Top of Supplied passage

While higher rates temper investor appetite and reduce risk tolerance, they also encourage a more disciplined approach, with a focus on sustainable, long-term returns”.

 

Institutional investments: Will we see more emphasis on alternative asset classes, like lifesciences and data centres?

“Growing use of permitted development for residential developments; however, should there be an increased amount of oversight to make sure homes are of good quality?

Local governments are able to limit the use of permitted development through Article 4

Should there be increased scrutiny within the Permitted Development rights? Would this lead to it becoming another form of planning instead of the fast track option it currently is.

Investment in Old Age/Retirement properties has seen an increase:

It is important that retirement homes are provided with amenities such as food production, healthcare and social spaces

Increased demand for data centres as more companies are using the cloud to store and distribute data”.

 

Financing challenges: Are new funding models or partnerships emerging in response to tighter credit conditions?

“Yes tougher credit conditions in the UK have spurred the emergence of new funding models and partnerships as investors and developers adapt to rising interest rates and reduced access to traditional financing. These strategies aim to mitigate financial risks, share costs, and unlock alternative sources of capital.

Emerging Funding Models and Partnerships

  1. Joint Ventures (JVs):
  • Developers and investors are increasingly forming JVs to share financial risks and pool resources for large-scale projects.
  • Institutional investors, such as pension funds, partner with experienced developers to access opportunities without taking on full exposure.
  • Example: Large mixed-use developments or infrastructure-led projects often involve partnerships between public and private entities.
  1. Equity Partnerships:
  • Equity co-investment models are gaining traction, where investors provide upfront capital in exchange for a share of future profits rather than relying solely on debt.
  • Family offices, high-net-worth individuals, and private equity firms are becoming more active in such arrangements.
  1. Mezzanine Financing:
  • Mezzanine debt, which combines debt and equity characteristics, is being used to fill funding gaps.
  • This option appeals to developers who may struggle to secure traditional loans or want to reduce equity dilution.
  1. Private Credit and Alternative Lenders:
  • Non-bank lenders, including private credit funds and debt funds, are”.

3. Sustainability and Compliance Pressure in Commercial Real Estate

Meeting ESG standards: Are landlords and developers keeping up with regulatory pressures and tenant demands for green buildings?

“Whilst it is noticeable that there is an increased focus on achieving ESG goals, it is clear that the focus is not distributed equally with greater attention being paid to the environmental aspects.

Social aspects and Corporate Governance have fallen behind the environmental focus”.

Bottom of Supplied passage
Top of Data to examine

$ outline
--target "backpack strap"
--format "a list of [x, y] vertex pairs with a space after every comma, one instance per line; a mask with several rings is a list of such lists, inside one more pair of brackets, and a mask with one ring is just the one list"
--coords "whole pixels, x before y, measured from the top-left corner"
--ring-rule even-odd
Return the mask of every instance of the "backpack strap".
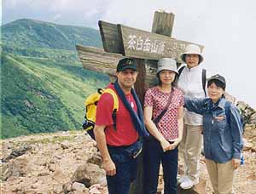
[[205, 97], [207, 97], [207, 91], [206, 91], [206, 85], [207, 85], [207, 70], [202, 69], [201, 71], [201, 83], [202, 83], [202, 88], [205, 93]]
[[112, 113], [112, 118], [113, 122], [113, 128], [116, 130], [116, 113], [119, 110], [119, 99], [115, 92], [112, 88], [106, 88], [104, 89], [103, 93], [108, 93], [113, 96], [113, 113]]

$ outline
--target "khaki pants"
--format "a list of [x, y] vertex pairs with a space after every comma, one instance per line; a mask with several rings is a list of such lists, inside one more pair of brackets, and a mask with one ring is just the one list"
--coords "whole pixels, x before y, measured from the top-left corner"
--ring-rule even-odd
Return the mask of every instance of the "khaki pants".
[[212, 160], [206, 159], [206, 163], [214, 194], [233, 193], [232, 186], [236, 170], [232, 161], [217, 163]]
[[180, 154], [184, 160], [185, 175], [191, 180], [199, 180], [199, 161], [202, 146], [202, 125], [184, 124], [183, 140], [179, 145]]

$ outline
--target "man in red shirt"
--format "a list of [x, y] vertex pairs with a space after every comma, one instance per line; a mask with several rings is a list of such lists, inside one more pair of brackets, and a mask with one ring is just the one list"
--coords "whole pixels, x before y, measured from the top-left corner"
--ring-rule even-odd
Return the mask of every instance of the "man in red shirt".
[[128, 194], [130, 184], [136, 178], [136, 157], [141, 150], [140, 128], [145, 129], [143, 118], [138, 116], [141, 105], [132, 88], [137, 75], [136, 60], [120, 60], [116, 70], [117, 81], [108, 86], [119, 98], [116, 128], [113, 96], [105, 93], [97, 104], [94, 133], [103, 159], [109, 194]]

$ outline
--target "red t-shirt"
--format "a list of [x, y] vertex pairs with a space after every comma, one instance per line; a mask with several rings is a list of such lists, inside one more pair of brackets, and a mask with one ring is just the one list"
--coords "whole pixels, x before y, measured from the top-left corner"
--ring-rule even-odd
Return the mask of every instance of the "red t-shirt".
[[[115, 91], [113, 84], [109, 84], [108, 88]], [[126, 99], [133, 110], [137, 112], [136, 101], [131, 93], [126, 95]], [[119, 98], [119, 111], [116, 115], [117, 129], [115, 130], [113, 127], [113, 99], [112, 95], [108, 93], [103, 94], [97, 104], [96, 124], [107, 126], [105, 134], [108, 145], [120, 146], [133, 144], [137, 140], [138, 134], [133, 126], [128, 110]]]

Bottom of Data to examine

Required actions:
1. In the commercial real estate passage, why do institutional investors such as pension funds partner with experienced developers? Answer in one to three sentences.
2. Set down, word for word, everything in the commercial real estate passage from "1. Private Credit" down to "the environmental aspects.".
The listing plays no part in what comes next.

Answers for each item:
1. Institutional investors such as pension funds partner with experienced developers so they can access opportunities without taking on full exposure.

2.
1. Private Credit and Alternative Lenders:
  • Non-bank lenders, including private credit funds and debt funds, are”.

3. Sustainability and Compliance Pressure in Commercial Real Estate

Meeting ESG standards: Are landlords and developers keeping up with regulatory pressures and tenant demands for green buildings?

“Whilst it is noticeable that there is an increased focus on achieving ESG goals, it is clear that the focus is not distributed equally with greater attention being paid to the environmental aspects.